## start Records for the exercise

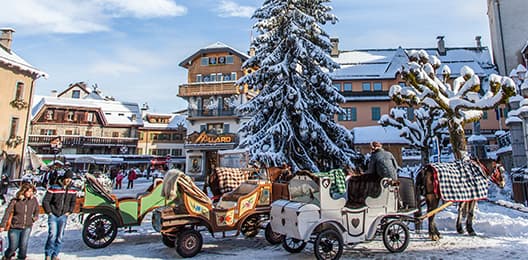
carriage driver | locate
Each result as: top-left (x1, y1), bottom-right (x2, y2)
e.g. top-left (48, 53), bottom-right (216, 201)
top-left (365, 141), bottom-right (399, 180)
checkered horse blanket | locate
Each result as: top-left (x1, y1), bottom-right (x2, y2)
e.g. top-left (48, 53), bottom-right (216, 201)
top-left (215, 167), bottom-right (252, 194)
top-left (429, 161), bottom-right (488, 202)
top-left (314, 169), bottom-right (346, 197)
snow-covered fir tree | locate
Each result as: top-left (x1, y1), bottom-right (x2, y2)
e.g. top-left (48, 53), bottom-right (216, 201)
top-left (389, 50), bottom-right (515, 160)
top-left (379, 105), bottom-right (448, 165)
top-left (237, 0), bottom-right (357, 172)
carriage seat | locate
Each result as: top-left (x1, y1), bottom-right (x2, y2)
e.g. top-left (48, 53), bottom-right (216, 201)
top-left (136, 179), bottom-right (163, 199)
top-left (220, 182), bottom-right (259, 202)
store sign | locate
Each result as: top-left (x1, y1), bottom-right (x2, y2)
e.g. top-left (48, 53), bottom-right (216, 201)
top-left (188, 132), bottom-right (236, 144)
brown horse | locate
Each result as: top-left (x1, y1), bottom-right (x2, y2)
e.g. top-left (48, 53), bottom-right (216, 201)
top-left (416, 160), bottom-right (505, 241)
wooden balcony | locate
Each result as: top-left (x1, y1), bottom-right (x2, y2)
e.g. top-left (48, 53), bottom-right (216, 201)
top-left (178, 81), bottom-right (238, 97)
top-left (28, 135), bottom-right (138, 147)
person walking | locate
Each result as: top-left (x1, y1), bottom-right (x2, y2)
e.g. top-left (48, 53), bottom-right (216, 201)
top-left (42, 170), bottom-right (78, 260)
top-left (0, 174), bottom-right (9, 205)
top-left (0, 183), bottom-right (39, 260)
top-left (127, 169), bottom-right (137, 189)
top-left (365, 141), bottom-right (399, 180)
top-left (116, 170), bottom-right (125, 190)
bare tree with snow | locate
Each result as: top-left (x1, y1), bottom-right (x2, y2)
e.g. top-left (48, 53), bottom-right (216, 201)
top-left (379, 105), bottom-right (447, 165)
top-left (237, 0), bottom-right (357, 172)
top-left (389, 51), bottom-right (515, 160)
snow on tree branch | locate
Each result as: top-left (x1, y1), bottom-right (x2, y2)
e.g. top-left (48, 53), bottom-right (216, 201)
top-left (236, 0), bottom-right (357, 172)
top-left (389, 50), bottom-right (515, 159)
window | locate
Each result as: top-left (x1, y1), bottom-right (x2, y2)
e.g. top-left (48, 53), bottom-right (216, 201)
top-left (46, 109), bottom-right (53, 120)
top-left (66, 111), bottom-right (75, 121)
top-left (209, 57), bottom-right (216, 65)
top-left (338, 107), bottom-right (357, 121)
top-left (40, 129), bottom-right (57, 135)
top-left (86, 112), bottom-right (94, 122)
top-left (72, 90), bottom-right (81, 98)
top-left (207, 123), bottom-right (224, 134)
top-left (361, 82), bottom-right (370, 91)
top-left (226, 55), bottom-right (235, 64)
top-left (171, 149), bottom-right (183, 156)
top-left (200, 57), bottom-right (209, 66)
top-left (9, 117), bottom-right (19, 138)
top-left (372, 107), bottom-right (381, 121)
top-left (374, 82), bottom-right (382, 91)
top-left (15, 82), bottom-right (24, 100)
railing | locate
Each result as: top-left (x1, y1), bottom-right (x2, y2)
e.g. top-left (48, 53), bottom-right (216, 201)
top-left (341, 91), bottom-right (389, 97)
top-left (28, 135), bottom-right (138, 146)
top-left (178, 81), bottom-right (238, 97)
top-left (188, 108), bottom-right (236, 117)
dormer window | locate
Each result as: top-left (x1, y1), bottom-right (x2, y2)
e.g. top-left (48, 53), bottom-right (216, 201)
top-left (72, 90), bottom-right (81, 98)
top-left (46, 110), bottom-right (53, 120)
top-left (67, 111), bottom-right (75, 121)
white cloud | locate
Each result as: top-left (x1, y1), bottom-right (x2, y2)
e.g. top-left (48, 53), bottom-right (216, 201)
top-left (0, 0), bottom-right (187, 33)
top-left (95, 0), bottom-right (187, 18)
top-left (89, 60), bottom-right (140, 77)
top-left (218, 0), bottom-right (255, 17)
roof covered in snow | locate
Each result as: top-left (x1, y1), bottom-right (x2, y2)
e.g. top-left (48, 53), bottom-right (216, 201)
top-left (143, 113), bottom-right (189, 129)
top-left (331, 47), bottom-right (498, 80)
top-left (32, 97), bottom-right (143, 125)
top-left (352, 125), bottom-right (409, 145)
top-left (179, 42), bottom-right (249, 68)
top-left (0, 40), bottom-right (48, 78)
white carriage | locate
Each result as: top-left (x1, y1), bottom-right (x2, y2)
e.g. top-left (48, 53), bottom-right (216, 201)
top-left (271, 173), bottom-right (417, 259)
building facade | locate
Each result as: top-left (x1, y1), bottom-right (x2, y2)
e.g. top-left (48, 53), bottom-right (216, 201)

## end Records for the exercise

### Given task
Reproduce the entire listing above word for word, omitting the pictures.

### Reply
carriage driver | locate
Each result as: top-left (x1, y1), bottom-right (x2, y2)
e.g. top-left (48, 53), bottom-right (216, 201)
top-left (365, 141), bottom-right (399, 180)
checkered horse blanket | locate
Each result as: top-left (x1, y1), bottom-right (x2, y2)
e.g. top-left (48, 53), bottom-right (216, 201)
top-left (215, 167), bottom-right (252, 194)
top-left (429, 161), bottom-right (488, 202)
top-left (314, 169), bottom-right (346, 197)
snow-covered fir tree | locate
Each result as: top-left (x1, y1), bottom-right (x2, y2)
e.g. top-left (48, 53), bottom-right (216, 201)
top-left (389, 50), bottom-right (515, 160)
top-left (379, 105), bottom-right (448, 165)
top-left (237, 0), bottom-right (357, 172)
carriage seat | locate
Each result as: top-left (x1, y1), bottom-right (x2, y2)
e.g. top-left (48, 53), bottom-right (216, 201)
top-left (136, 179), bottom-right (163, 199)
top-left (220, 182), bottom-right (259, 202)
store sign | locate
Each result as: top-left (x1, y1), bottom-right (x2, y2)
e.g. top-left (48, 53), bottom-right (216, 201)
top-left (188, 132), bottom-right (236, 144)
brown horse | locate
Each result as: top-left (x1, y1), bottom-right (x2, y2)
e.g. top-left (48, 53), bottom-right (216, 201)
top-left (416, 160), bottom-right (505, 241)
wooden balcony | locate
Each result as: top-left (x1, y1), bottom-right (x2, y2)
e.g. top-left (48, 53), bottom-right (216, 201)
top-left (178, 81), bottom-right (238, 97)
top-left (28, 135), bottom-right (138, 147)
person walking | locate
Each result as: top-left (x1, y1), bottom-right (x2, y2)
e.g. top-left (48, 53), bottom-right (216, 201)
top-left (42, 170), bottom-right (78, 260)
top-left (0, 174), bottom-right (9, 205)
top-left (0, 183), bottom-right (39, 260)
top-left (127, 169), bottom-right (137, 189)
top-left (365, 141), bottom-right (399, 180)
top-left (116, 170), bottom-right (125, 190)
bare tree with snow | locate
Each result as: top-left (x1, y1), bottom-right (x2, y2)
e.g. top-left (48, 53), bottom-right (216, 201)
top-left (379, 105), bottom-right (447, 165)
top-left (237, 0), bottom-right (357, 172)
top-left (389, 51), bottom-right (515, 160)
snow on tree branch | locate
Each result as: top-left (x1, y1), bottom-right (x2, y2)
e.g. top-left (48, 53), bottom-right (216, 201)
top-left (236, 0), bottom-right (357, 172)
top-left (389, 50), bottom-right (515, 159)
window | locate
Each result as: top-left (x1, y1), bottom-right (x2, y2)
e.g. top-left (48, 53), bottom-right (216, 201)
top-left (46, 109), bottom-right (53, 120)
top-left (66, 111), bottom-right (75, 121)
top-left (209, 57), bottom-right (216, 65)
top-left (338, 107), bottom-right (357, 121)
top-left (40, 129), bottom-right (57, 135)
top-left (86, 112), bottom-right (94, 122)
top-left (72, 90), bottom-right (81, 98)
top-left (207, 123), bottom-right (224, 134)
top-left (361, 82), bottom-right (370, 91)
top-left (226, 55), bottom-right (235, 64)
top-left (171, 149), bottom-right (183, 156)
top-left (200, 57), bottom-right (209, 66)
top-left (9, 117), bottom-right (19, 138)
top-left (372, 107), bottom-right (381, 121)
top-left (374, 82), bottom-right (382, 91)
top-left (15, 82), bottom-right (24, 100)
railing | locate
Each result as: top-left (x1, y1), bottom-right (x2, y2)
e.g. top-left (48, 53), bottom-right (216, 201)
top-left (341, 91), bottom-right (389, 97)
top-left (28, 135), bottom-right (138, 146)
top-left (178, 81), bottom-right (238, 97)
top-left (188, 108), bottom-right (236, 117)
dormer window | locate
Each result as: top-left (x1, y1), bottom-right (x2, y2)
e.g. top-left (48, 53), bottom-right (216, 201)
top-left (72, 90), bottom-right (81, 98)
top-left (46, 110), bottom-right (53, 120)
top-left (67, 111), bottom-right (75, 121)
white cloud | locate
Each result as: top-left (x1, y1), bottom-right (x2, y2)
e.g. top-left (48, 53), bottom-right (216, 201)
top-left (0, 0), bottom-right (187, 33)
top-left (95, 0), bottom-right (187, 18)
top-left (89, 60), bottom-right (140, 77)
top-left (218, 0), bottom-right (255, 17)
roof covered in snow | locate
Each result as: top-left (x1, y1), bottom-right (x2, y2)
e.g. top-left (48, 53), bottom-right (216, 201)
top-left (143, 113), bottom-right (189, 129)
top-left (331, 47), bottom-right (498, 80)
top-left (32, 97), bottom-right (143, 125)
top-left (352, 125), bottom-right (409, 145)
top-left (179, 42), bottom-right (249, 68)
top-left (0, 40), bottom-right (48, 78)
white carriage | locate
Each result as: top-left (x1, y1), bottom-right (x2, y2)
e.g. top-left (48, 53), bottom-right (216, 201)
top-left (271, 173), bottom-right (417, 259)
building facade | locate
Each result as: top-left (x1, y1), bottom-right (x2, y2)
e.g. top-left (48, 53), bottom-right (216, 201)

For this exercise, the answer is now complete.